Dataset rows showing where objects appear
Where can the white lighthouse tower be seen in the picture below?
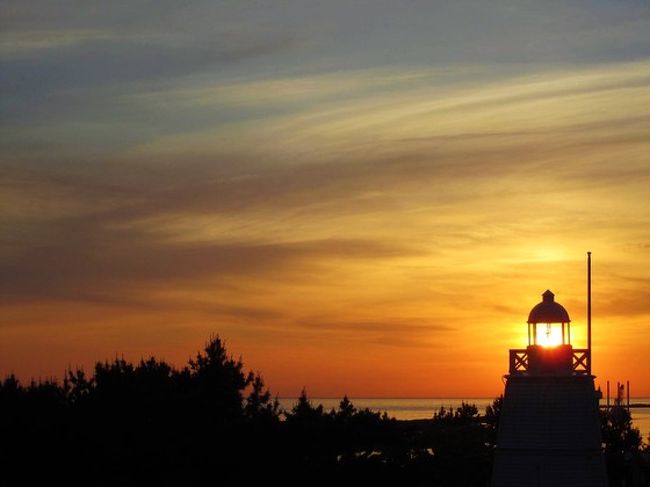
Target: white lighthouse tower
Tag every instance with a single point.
(549, 430)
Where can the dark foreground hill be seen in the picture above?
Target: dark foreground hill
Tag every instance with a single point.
(212, 423)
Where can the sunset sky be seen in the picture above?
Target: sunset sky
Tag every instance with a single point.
(360, 197)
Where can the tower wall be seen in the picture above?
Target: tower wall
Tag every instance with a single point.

* _The request_
Rewrite the entries above with "single point" switched to "single dot" throughout and nothing else changed. Leave the pictures out of your version.

* _Complete answer_
Where can the white lighthouse tower be seen in the picture below?
Target: white lighthouse tower
Tag every instance with a single dot.
(549, 430)
Where can the dark foreground hill be seen in the picture above?
Target: dark foreground hill
Tag every instance with a single dot.
(212, 423)
Where can the sunset sky be seen in the picture above?
Target: sunset sky
Tag every instance with a single dot.
(360, 197)
Where can the tower wall be seen in the picture above?
Target: tower wall
Tag every instance with a single dot.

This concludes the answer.